## Information supplied
○ ○ ○ ○ ○ ○ ○
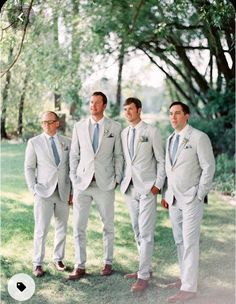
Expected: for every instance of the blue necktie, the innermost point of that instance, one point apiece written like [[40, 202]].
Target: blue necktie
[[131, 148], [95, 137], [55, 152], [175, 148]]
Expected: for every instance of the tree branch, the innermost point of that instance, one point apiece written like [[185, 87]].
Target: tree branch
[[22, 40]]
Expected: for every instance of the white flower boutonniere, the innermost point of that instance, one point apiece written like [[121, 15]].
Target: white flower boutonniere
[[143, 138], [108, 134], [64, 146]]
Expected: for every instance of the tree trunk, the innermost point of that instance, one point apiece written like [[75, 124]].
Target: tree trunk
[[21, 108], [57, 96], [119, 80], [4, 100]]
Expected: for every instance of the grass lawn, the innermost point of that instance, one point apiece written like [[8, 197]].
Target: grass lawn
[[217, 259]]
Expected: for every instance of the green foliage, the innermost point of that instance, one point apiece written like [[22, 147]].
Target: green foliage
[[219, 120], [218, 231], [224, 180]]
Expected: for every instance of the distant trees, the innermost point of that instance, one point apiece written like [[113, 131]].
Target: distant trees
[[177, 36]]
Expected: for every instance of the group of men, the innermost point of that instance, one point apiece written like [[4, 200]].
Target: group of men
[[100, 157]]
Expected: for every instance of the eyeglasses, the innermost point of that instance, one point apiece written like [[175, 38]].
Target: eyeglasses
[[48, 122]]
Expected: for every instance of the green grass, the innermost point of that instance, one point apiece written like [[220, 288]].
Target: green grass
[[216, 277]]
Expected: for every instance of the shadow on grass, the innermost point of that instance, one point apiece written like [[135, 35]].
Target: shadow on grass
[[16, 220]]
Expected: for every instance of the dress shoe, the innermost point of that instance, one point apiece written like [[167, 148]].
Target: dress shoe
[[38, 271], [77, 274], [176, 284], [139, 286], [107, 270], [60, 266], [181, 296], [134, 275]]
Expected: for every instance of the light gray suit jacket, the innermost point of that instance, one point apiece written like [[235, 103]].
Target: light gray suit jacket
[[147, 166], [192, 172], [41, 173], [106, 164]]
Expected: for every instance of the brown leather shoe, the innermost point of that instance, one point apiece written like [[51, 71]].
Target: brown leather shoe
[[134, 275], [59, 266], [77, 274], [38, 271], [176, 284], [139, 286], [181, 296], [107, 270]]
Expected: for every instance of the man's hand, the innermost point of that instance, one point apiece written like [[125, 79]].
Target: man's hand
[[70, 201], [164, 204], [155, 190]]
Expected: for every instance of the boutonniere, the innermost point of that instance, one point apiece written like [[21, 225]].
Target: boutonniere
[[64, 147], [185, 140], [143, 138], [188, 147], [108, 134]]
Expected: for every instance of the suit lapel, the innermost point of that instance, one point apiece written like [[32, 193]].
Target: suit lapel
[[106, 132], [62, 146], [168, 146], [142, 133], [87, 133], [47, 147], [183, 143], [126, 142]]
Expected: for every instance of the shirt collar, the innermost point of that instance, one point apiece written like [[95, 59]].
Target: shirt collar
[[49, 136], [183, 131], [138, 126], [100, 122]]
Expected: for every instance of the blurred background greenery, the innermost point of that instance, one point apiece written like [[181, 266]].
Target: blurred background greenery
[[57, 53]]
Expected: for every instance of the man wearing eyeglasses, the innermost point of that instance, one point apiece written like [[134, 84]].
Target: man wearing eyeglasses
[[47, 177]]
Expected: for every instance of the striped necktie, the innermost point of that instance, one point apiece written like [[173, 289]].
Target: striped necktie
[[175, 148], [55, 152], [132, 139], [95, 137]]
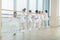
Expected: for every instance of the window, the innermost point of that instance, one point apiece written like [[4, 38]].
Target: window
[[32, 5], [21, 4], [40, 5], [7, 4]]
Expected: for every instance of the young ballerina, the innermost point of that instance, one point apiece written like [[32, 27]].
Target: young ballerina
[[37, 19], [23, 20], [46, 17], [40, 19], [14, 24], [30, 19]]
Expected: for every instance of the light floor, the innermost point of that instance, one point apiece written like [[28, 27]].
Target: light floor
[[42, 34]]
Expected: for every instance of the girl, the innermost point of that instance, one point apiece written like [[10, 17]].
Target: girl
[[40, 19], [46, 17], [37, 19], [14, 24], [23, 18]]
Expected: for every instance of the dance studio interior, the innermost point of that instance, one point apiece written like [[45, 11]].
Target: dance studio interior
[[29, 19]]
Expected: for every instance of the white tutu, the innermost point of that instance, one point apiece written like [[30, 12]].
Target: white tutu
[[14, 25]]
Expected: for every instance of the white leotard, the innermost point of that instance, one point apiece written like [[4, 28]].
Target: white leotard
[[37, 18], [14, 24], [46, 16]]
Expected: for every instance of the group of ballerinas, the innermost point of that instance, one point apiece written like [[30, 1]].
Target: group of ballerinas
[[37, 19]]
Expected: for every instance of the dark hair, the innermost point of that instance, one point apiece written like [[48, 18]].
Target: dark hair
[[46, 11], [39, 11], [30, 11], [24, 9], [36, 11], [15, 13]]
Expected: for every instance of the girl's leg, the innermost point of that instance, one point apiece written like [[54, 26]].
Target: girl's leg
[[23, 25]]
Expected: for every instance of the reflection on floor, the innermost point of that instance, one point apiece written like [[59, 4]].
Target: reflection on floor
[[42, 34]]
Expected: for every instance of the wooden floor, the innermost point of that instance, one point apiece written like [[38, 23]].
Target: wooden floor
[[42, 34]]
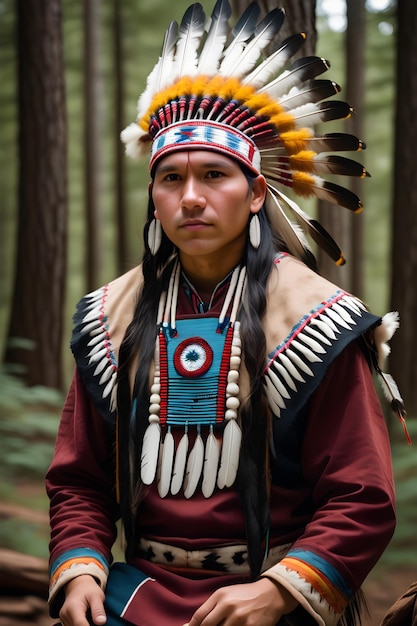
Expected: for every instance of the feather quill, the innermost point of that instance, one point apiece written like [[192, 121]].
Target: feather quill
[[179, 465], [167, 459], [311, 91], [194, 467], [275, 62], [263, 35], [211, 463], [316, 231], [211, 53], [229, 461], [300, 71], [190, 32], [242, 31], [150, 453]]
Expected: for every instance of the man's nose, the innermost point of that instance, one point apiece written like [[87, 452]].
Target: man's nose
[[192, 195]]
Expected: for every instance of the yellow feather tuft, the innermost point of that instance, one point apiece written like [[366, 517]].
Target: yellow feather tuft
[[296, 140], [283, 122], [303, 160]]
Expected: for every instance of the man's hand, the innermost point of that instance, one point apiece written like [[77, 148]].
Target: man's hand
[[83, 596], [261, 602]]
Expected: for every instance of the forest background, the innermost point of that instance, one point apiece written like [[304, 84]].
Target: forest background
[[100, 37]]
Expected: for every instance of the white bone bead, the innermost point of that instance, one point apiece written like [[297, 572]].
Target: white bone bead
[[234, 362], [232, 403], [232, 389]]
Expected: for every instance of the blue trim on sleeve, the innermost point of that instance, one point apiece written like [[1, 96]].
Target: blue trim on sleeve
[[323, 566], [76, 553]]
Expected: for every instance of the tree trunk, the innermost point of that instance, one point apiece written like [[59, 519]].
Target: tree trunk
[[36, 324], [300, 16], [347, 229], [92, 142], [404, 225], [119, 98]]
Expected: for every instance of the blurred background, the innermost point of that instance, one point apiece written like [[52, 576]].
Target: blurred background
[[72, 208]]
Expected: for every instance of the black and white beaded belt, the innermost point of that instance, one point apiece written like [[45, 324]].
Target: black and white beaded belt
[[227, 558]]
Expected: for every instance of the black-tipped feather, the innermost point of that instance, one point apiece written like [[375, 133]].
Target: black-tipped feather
○ ○ ○ ○ ○ ○ ○
## Request
Reproduce all of the material above word for word, without the pictures.

## Complete answer
Expected: for every instance of the blue necktie, the innermost point of that instance, one point apiece written like [[40, 202]].
Target: blue necktie
[[131, 148], [95, 137], [55, 152], [175, 148]]
Expected: for every instance of the tree branch, the innermost point of that instance, one point apiece written like [[185, 87]].
Target: tree branch
[[22, 40]]
Expected: for every instance of the white flower boutonniere, the innermost point of that instance, one point apiece written like [[121, 15]].
Target: white flower boutonniere
[[143, 138], [108, 134], [64, 146]]
Expected: for every instance of the tree trunk, the innermost point of that instance, one point apiece written like [[75, 124]].
Target: tree trunk
[[21, 108], [57, 96], [119, 80], [4, 100]]
Expected: for every instance of the grass lawn, the innermost point of that instance, one point apiece written like [[8, 197]].
Target: grass lawn
[[217, 259]]
Expected: for every instance of the green foliage, the innermost point of that instance, one point apiece written like [[22, 147]].
Target: green foliage
[[219, 120], [218, 231], [224, 180]]
Expected: for every instance of the distant trees, the innermost point of that instance, one point apiece written like [[113, 131]].
Target: distant trees
[[177, 36]]
Expected: for every instance of the group of men, the innermost point of that instance, one point apiece written like [[4, 200]].
Target: group of men
[[100, 157]]
Expected: for every instance of the eyeglasses, the innermost point of that instance, one point apiece written like [[175, 38]].
Target: eyeglasses
[[48, 122]]
Expected: for every instance of the green grass, the innermost point of that instance, one point apiece written like [[220, 288]].
Target: green grass
[[216, 277]]
Expected: for every instance of the shadow on grass, the innermost point of that instance, one point apiece written like [[135, 35]].
Target: shadow on grass
[[16, 220]]
Expected: for every instance of the dress shoe, the innermost point of that instance, one point apiece written like [[167, 148]].
Target: dress shoe
[[38, 271], [77, 274], [176, 284], [139, 286], [107, 270], [60, 266], [181, 296], [134, 275]]
Expected: for every instance of the light gray suit jacket, the innermost point of that instance, one point apiece written like [[235, 103]].
Target: light gray suit jacket
[[147, 166], [192, 172], [41, 173], [106, 164]]
Expected: for every instance of the brown leather shoe, the innermost point of that instance, one point apiece written like [[51, 71]].
Target: brown leather shoe
[[134, 275], [59, 266], [77, 274], [38, 271], [176, 284], [139, 286], [181, 296], [107, 270]]
Expected: for every instance of the man's hand, the innermost point of that instance, one point apiece written like [[125, 79]].
Target: man's hand
[[70, 201], [164, 204], [155, 190]]
Expected: for every instance of the boutonniere, the innermost point of that instance, one point apiece written like [[21, 225]].
Target: boutonniere
[[64, 147], [185, 140], [143, 138], [188, 147], [108, 134]]
Expected: for every instance of the suit lapel, the innermost point of that instance, one point apiece written like [[32, 193]].
Target: suit lapel
[[106, 132], [62, 146], [168, 146], [142, 133], [87, 133], [47, 147], [183, 143], [126, 142]]
Expected: for every instance of the shirt collar, the innermost point of that instance, one point apiece written like [[95, 59]].
Target: shirt collar
[[49, 136], [183, 131], [138, 126], [100, 122]]
Expected: for every instance of the blurred background greenery, the innermost point of that instance, one point apiece written like [[181, 266]].
Target: blurred background greenery
[[57, 53]]
Expected: for every instance of the man wearing eyeglasses, the innermost point of that instance, one point apiece written like [[134, 84]].
Target: man wearing eyeglasses
[[47, 177]]
Expected: for every instance of the striped necktie, the innermost point of that instance, one point apiece written like [[173, 289]].
Target: striped necktie
[[175, 148], [55, 152], [132, 139], [95, 137]]
Expected: for every instance of the window, the innermost point of that instance, one point apiece written like [[4, 38]].
Target: window
[[32, 5], [21, 4], [40, 5], [7, 4]]
Expected: for every instance of the young ballerina, the innermost point of that instance, one point apiece written like [[32, 27]].
Target: young ballerina
[[37, 19], [23, 20], [46, 17], [40, 19], [14, 24], [30, 19]]
Expected: for every instance of the light floor, the innermost point of that instance, one point apiece written like [[28, 27]].
Target: light floor
[[42, 34]]
Expected: for every instance of the girl, the innermost point of that instance, one point apiece written like [[10, 17]].
Target: girl
[[40, 19], [46, 17], [37, 19], [14, 24], [23, 18]]
Expected: for every instance of the dance studio interior, the innermost point of that instance, one point apiece written like [[45, 11]].
Target: dance studio interior
[[29, 19]]
Expected: for every instance of the white tutu, the innermost point of that instance, one point apiece written like [[30, 12]].
Target: white tutu
[[14, 25]]
Expected: for every instance of the white leotard, the innermost point of that instance, one point apiece written like [[4, 28]].
Target: white leotard
[[37, 18], [14, 24], [46, 16]]
Expected: for every instance of the group of ballerinas, the innermost point of that instance, one point apiece written like [[30, 1]].
Target: group of ballerinas
[[37, 19]]
Expected: for every instance of the dark hair, the innermost point of that instance, one point apiece written like [[48, 18]].
Target: dark hair
[[46, 11], [39, 11], [30, 11], [24, 9], [36, 11], [15, 13]]
Expected: for every instance of the girl's leg, the innermost point of that instance, one point apiece written like [[54, 26]].
Target: girl's leg
[[23, 25]]
Expected: for every instance of the reflection on floor, the innermost point of that instance, one point apiece written like [[59, 4]].
Target: reflection on floor
[[42, 34]]
Expected: for every instance of the wooden floor, the innermost point of that instance, one point apiece written like [[38, 23]].
Target: wooden floor
[[42, 34]]
Expected: for every instance of the feather quill, the innermost point of that instance, one point apiece written like [[192, 121]].
Target: feather quill
[[179, 465], [167, 459], [311, 91], [194, 467], [275, 62], [263, 35], [211, 463], [316, 231], [211, 53], [229, 461], [300, 71], [190, 32], [242, 31], [150, 453]]
Expected: for every instance of the man's nose, the innermost point of that instance, one point apiece written like [[87, 452]].
Target: man's nose
[[192, 195]]
Expected: for every instance of the yellow feather tuft, the innermost point of that instance, one point apiece written like [[366, 517]].
Target: yellow feather tuft
[[296, 140], [283, 122], [303, 160]]
Expected: for every instance of the man's hand, the innermost point of that instance, one point apiece written like [[77, 148]].
Target: man's hand
[[83, 596], [261, 602]]
Expected: for every instance of the forest background, the innermost point of that instance, one point apiece written like [[304, 84]].
Target: forest background
[[100, 37]]
Expected: for every instance of the white bone bead, the innermost point of that instance, one point apiece written like [[297, 572]].
Target: white bone bead
[[234, 362], [232, 403], [232, 389]]
Expected: for every instance of the blue trim on sleeve, the innermost point of that instance, one point apiece written like [[1, 96]].
Target: blue trim on sleeve
[[323, 566], [76, 553]]
Expected: for every instance of the tree trunk, the innermost point of that instance, one point apiece written like [[59, 519]].
Target: tree trunk
[[36, 324], [300, 16], [347, 229], [92, 142], [404, 225], [119, 98]]
Expected: for every instance of the blurred background, the innermost point of that instance, one point apiece written like [[52, 576]].
Target: blurred background
[[72, 208]]
Expected: for every instance of the black and white beaded belt, the innermost point of that instance, one point apiece written like [[45, 324]].
Target: black and white beaded belt
[[227, 558]]
Expected: for every instance of the black-tipped feather, the innermost point of that instance, one point apiece written like [[375, 133]].
Target: black-tipped feather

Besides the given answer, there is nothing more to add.